Jeanne Shaheen didn't have months to prepare for becoming the leading Democrat on Homeland Security spending. She didn't get the chance to start the process at the beginning, with the president's budget request and weeks of hearings.
The New Hampshire Democrat had no such opportunity because from the moment she became the ranking member of the Homeland Security Appropriations Subcommittee, she was operating in budget crisis mode, thanks to last December's "cromnibus" deal, with the DHS relying on stopgap spending until Wednesday's signing of a full-year funding measure. But even new to the role, Shaheen was everywhere. Fresh off a bruising re-election campaign in a cycle that saw many of her colleagues swept from office, she was back on the trail, whether holding a conference call or visiting a firehouse or Coast Guard station.
Sen. Thomas R. Carper, the Delaware Democrat who serves as ranking member of the authorizing committee, said Shaheen was proving to be an able successor at the spending subcommittee.
"The person she follows is Mary [L.] Landrieu, and Mary Landrieu is a tigress. [She] was tenacious on all kinds of issues including Homeland Security issues, and Jeanne, with whom I served as governor for a number of years, ... stepped up and showed great passion, tenacity and leadership skills that would've made Mary proud," Carper said. "Certainly made me proud of her."
"Senator Shaheen showed again why the caucus trusts and respects her leadership by refusing to let anyone play politics with Homeland Security," Minority Leader Harry Reid said in a statement to CQ Roll Call. "She stood strong for the people of New Hampshire and helped lead the fight to ensure that the men and women who protect our homeland would not be used as pawns in a political game. Her hard work and leadership on this issue have been invaluable."
Landrieu, the Louisiana Democrat who lost re-election in 2014 to Republican Bill Cassidy, was known for a particular level of tenacity in and around the Senate chamber.
Carper said Shaheen played a key role in holding the Democratic caucus together, along with Sen. Charles E. Schumer of New York and the top Democrat on the Appropriations Committee, Barbara A. Mikulski of Maryland. Carper also highlighted the roles played by Majority Leader Mitch McConnell, R-Ky., and Reid in bringing to an end the standoff over funding the DHS without blocking the president's executive actions on immigration.
While Republican leaders such as McConnell and Speaker John A. Boehner took their lumps in the standoff, Democrats such as Shaheen emerged with new political credentials.
"She played a critical role here because of her understanding of the budget and her leadership on the floor," said Minority Whip Richard J. Durbin, D-Ill. "Jeanne really came into her own."
Durbin praised Shaheen particularly for her efforts in localizing the DHS funding issue.

Data shown —
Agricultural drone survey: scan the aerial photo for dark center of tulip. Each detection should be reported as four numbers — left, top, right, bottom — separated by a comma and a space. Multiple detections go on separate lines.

Challenge A — In the article on Jeanne Shaheen, who defeated Mary Landrieu in her 2014 re-election race?
Challenge B — Could you turn the paragraph of the article on Jeanne Shaheen that begins "Carper said Shaheen played a key role" into a short bulleted list that keeps its main facts?

Full response A — Republican Bill Cassidy.

Full response B —
- Carper credited Shaheen with helping hold the Democratic caucus together.
- Sen. Charles E. Schumer of New York and Appropriations Committee top Democrat Barbara A. Mikulski of Maryland also did so.
- Carper also credited Majority Leader Mitch McConnell and Reid with ending the DHS funding standoff without blocking the president's executive actions on immigration.